As a "baby boomer" who bought his first house in 1971, it has been obvious to me throughout this period that rising property prices have not, on the whole, done property-owners any real favours, however pleasant the resultant "feelgood" factor.

I take issue with Mary Ann Sieghart's statement, however, that the housing boom has redistributed wealth to the middle-aged and old from the young ("House prices are finally falling. Good", 16 August).

From my observation, except among the unskilled working class, likely to be unemployed or on a minimum wage throughout their lives, the middle-aged and old have always been better off than the young, simply because they have had time to develop their careers and accumulate savings and possessions. I was helped out financially in the 1960s and 1970s by my parents and grandparents, and today I do the same for the younger members of my family.

I also resent the suggestion implicit throughout her article that it was action by "baby boomers" that selfishly increased property prices. The market determines property prices, and is affected by a combination of factors tending to increase demand over supply, including an increasing population fuelled by immigration and internal migration, availability of mortgages extremely large in relation to income, and changing lifestyle expectations resulting from apparent increased prosperity and the widespread assumption that those without property are second-class citizens. If, as when I took out my first mortgage, loans were limited to three times the borrower's income with a minimum deposit of 10 per cent, then I suspect property prices would have remained more realistic.

David Burton, Telford

Mary Ann Sieghart's article on house prices is entirely right in describing the way in which the myth of automatic riches came with owning a house, but wrong in blaming baby-boomers or any other group. For decades house prices have risen on the illogical assumption that that was what they did – they just went up.

The ability to ignore the obvious – that as one's house increased in value so did all the others, thus rendering the "profit" meaningless – has been an essential element of this bubble. The Tory party has idolised house ownership, and in promoting it they sold off public housing and removed affordable accommodation from the market place, and that drove up house prices.

This morning on breakfast TV a house was described as losing £150 a day, as if it were a business or investment – which is where we have gone wrong. A house used to be the physical protection of the home, a place where people lived and loved, had their children and their triumphs and their tragedies. That idea been lost as we see the house as a cash cow.

**LISTING:**
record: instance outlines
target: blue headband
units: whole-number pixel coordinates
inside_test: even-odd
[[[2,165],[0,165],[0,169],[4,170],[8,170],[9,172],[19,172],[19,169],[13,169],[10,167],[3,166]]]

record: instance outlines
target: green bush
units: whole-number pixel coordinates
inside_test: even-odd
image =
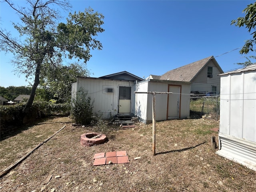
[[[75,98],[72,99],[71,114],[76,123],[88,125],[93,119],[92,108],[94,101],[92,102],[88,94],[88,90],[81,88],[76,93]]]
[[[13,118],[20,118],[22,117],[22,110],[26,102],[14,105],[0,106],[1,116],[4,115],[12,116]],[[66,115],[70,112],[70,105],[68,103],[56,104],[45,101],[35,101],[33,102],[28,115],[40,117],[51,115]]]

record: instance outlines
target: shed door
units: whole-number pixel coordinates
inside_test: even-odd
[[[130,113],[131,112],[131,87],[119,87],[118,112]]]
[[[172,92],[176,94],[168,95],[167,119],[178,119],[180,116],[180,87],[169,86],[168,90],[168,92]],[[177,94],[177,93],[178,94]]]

* * *

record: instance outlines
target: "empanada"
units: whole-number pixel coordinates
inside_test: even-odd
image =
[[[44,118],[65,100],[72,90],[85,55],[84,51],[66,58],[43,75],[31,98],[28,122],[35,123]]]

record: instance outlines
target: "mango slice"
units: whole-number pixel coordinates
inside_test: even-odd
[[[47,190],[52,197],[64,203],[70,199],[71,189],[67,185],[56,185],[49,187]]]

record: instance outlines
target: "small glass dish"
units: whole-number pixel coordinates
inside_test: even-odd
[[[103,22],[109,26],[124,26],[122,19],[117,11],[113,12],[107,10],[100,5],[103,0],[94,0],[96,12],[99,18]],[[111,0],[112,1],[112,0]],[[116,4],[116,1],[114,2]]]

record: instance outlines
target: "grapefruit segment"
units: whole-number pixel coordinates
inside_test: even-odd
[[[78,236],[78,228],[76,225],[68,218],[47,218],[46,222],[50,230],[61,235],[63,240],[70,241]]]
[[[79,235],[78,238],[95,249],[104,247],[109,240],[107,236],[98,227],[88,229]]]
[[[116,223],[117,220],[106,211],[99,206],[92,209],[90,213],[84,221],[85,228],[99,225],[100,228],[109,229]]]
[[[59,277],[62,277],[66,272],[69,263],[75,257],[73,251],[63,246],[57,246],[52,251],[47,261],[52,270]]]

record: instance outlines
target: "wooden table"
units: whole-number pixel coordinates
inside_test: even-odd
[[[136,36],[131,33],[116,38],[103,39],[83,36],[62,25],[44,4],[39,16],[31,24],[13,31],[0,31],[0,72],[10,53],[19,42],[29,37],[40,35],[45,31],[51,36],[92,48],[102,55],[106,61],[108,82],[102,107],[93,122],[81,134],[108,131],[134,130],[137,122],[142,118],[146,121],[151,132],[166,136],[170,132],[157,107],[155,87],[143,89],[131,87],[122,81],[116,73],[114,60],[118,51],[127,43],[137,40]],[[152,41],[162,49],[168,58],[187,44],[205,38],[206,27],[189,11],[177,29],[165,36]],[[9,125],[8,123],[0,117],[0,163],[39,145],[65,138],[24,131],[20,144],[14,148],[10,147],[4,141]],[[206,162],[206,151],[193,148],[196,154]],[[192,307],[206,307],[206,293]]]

**TASK REQUIREMENTS:** In the letters on house prices, update the stretch from "David Burton, Telford" through "up house prices." so that "boom" takes the place of "bubble", and write that stretch out in full.

**FULL OUTPUT:**
David Burton, Telford

Mary Ann Sieghart's article on house prices is entirely right in describing the way in which the myth of automatic riches came with owning a house, but wrong in blaming baby-boomers or any other group. For decades house prices have risen on the illogical assumption that that was what they did – they just went up.

The ability to ignore the obvious – that as one's house increased in value so did all the others, thus rendering the "profit" meaningless – has been an essential element of this boom. The Tory party has idolised house ownership, and in promoting it they sold off public housing and removed affordable accommodation from the market place, and that drove up house prices.